→ Task set:
1) In the album review, who replaced Paul Wrightson as Arena's vocalist on Immortal?
2) Reproduce the portion of the album review between "In any event, Immortal?" and "filled with drama.", inclusive.
3) State whether each of the following statements agrees with the album review, answering yes or no and quoting the deciding words of the review: (a) Immortal? was issued on the Verglas label. (b) Ian Salmon replaced John Jowitt on guitar. (c) Songs From The Lion's Cage was Arena's debut.

→ Passage given:
Arena - Immortal?


Year of Release: 2000
Label: Verglas
Catalog Number: VGCD 019
Format: CD
Total Time: 55:18:00

Arena (courtesy)One of my favourite albums from 1998 was Arena's The Visitor. Although Immortal? sees a change in personnel in the form of vocalist Rob Snowden replacing Paul Wrightson and Ian Salmon replacing John Jowitt (IQ, Jadis) on bass, there is a continuity in the sound. There is no mistaking this as a Clive Nolan penned, composed, and produced project, though it must be noted that both drummer Mick Pointer and guitarist John Mitchell co-wrote the music with Nolan and that Simon Hanhart gets co-producer credit. "Waiting For The Flood" has a kinship to "The Hanging Tree" and "Tears In The Rain." This suggests to me that Nolan and Pointer have a particular sound that they want Arena to have and seek out artists who can produce this sound - that is, Snowden truly does replace Wrightson, such that if you didn't know about the change, you'd swear it was the same person. In fact, place this and The Visitor next to any Nolan project where Nolan sings - Shadowland, for example - and what you discover is that Nolan chooses vocalists who sound a great deal like he does. John Carson, the original vocalist with the band, leaned more towards Fish, so I'd almost say he's an aberration in that regard.

In any event, Immortal? is a solid Arena release, even if you find there a great deal of similarity between this and The Visitor...and not so much to their earlier material. Like The Visitor, the subject matter is often dark, deeper tones being used than on, say, Songs From The Lion's Cage, their debut. I think of the energy of "Jericho" in particular. And like The Visitor, everything is painted with long, lingering brush strokes - slow, aching guitar solos; big, sweeping, and emotion drenched choruses; quiet, almost whispered, haunting interludes ... all filled with drama.

→ Data lines:
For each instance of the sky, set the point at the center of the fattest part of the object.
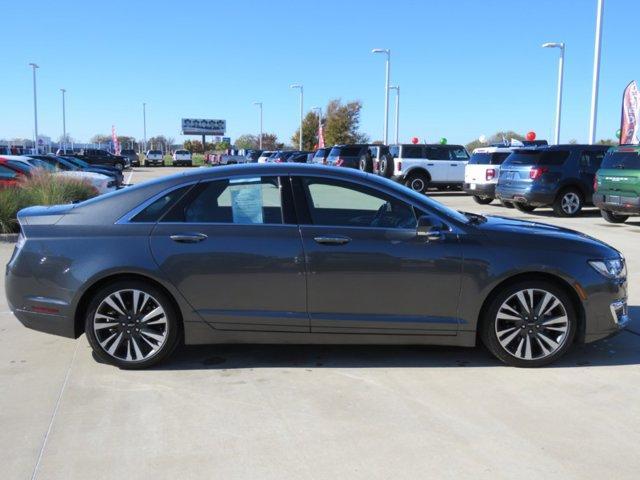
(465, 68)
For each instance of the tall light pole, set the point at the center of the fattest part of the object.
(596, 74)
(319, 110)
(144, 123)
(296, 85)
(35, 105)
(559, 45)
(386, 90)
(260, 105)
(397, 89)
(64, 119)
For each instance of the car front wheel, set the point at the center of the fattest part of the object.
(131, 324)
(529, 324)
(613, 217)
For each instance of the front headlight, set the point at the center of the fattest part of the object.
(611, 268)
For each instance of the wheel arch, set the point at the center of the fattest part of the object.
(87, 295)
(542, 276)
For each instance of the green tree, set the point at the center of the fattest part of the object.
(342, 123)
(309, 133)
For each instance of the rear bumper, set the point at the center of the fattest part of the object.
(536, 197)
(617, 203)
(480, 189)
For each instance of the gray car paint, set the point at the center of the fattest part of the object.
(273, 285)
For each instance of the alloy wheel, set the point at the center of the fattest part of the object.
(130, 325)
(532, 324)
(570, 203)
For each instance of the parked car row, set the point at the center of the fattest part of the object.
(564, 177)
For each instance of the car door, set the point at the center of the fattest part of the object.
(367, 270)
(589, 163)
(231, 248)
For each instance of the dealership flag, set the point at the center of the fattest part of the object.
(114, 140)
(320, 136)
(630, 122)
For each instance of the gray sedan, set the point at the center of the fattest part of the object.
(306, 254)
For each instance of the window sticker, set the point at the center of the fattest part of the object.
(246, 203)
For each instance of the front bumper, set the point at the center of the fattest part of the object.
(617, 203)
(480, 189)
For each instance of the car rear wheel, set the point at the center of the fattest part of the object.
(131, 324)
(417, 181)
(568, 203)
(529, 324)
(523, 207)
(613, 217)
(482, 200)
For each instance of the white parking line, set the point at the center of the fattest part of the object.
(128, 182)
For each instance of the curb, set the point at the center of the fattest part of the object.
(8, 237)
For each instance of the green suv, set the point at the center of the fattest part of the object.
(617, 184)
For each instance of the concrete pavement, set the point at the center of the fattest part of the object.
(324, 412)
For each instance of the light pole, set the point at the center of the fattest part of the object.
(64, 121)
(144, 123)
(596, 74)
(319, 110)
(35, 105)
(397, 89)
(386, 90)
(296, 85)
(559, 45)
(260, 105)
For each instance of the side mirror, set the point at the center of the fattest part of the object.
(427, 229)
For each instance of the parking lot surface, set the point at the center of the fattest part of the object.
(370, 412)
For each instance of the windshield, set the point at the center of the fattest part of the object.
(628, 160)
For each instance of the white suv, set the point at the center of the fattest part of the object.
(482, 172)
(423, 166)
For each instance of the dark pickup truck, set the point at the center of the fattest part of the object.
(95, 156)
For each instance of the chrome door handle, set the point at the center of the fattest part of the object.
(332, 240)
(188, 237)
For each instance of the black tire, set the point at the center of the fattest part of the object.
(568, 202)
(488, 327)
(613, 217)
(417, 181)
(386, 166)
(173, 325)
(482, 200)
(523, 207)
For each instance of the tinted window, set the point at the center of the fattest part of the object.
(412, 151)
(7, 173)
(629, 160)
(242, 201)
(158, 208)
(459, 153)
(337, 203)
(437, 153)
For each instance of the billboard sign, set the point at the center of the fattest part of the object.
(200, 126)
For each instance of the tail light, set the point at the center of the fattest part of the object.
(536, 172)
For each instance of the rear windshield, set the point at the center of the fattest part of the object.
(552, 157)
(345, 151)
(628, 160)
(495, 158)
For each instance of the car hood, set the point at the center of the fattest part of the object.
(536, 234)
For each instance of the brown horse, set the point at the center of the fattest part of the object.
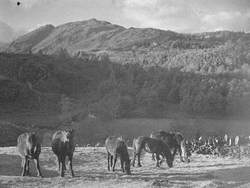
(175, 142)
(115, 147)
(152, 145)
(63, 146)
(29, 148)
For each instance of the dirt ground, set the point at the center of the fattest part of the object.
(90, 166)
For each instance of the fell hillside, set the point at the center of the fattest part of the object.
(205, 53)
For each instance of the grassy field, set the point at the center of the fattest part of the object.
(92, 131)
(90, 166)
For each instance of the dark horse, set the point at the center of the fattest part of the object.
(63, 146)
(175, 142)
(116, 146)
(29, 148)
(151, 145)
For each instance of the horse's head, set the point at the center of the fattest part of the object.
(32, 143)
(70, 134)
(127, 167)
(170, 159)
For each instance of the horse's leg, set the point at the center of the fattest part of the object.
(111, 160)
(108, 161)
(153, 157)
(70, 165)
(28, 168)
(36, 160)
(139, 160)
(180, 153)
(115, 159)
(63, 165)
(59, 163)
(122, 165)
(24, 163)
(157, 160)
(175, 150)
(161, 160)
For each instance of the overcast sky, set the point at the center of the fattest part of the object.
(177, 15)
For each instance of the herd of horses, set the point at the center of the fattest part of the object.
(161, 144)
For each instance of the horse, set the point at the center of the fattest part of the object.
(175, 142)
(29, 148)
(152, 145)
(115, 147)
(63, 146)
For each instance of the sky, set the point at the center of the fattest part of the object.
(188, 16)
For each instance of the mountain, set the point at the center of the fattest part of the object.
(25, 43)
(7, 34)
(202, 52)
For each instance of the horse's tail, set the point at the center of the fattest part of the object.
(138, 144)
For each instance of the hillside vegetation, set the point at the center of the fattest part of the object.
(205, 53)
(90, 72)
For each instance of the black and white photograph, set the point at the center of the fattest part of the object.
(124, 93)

---

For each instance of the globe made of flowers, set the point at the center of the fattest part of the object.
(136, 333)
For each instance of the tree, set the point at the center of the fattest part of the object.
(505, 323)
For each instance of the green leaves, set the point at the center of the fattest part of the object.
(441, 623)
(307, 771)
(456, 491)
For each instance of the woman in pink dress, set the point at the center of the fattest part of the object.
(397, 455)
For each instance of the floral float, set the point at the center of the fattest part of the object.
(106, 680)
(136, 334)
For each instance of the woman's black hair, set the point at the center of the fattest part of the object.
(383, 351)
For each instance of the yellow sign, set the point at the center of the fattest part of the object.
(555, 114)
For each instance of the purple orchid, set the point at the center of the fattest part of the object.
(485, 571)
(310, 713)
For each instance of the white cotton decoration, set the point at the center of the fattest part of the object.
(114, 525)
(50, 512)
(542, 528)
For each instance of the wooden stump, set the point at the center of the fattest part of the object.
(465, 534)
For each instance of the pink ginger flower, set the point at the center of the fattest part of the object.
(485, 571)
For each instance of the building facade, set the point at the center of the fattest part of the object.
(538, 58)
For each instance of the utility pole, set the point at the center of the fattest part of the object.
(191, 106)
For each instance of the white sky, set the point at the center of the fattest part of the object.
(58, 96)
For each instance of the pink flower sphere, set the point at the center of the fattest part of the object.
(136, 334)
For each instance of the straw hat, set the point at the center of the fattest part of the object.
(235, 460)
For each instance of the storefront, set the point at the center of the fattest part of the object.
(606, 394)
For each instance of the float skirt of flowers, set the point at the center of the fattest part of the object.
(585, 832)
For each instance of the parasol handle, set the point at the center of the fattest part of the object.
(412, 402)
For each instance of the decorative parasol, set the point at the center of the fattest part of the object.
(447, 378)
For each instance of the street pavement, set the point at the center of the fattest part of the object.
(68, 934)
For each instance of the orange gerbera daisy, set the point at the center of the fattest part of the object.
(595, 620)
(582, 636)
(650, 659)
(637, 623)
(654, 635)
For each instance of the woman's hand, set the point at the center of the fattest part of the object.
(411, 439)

→ Answers for the tasks:
1) Rob Snowden

2)
In any event, Immortal? is a solid Arena release, even if you find there a great deal of similarity between this and The Visitor...and not so much to their earlier material. Like The Visitor, the subject matter is often dark, deeper tones being used than on, say, Songs From The Lion's Cage, their debut. I think of the energy of "Jericho" in particular. And like The Visitor, everything is painted with long, lingering brush strokes - slow, aching guitar solos; big, sweeping, and emotion drenched choruses; quiet, almost whispered, haunting interludes ... all filled with drama.

3)
(a) Yes: "Label: Verglas"
(b) No: "Ian Salmon replacing John Jowitt (IQ, Jadis) on bass"
(c) Yes: "Songs From The Lion's Cage, their debut"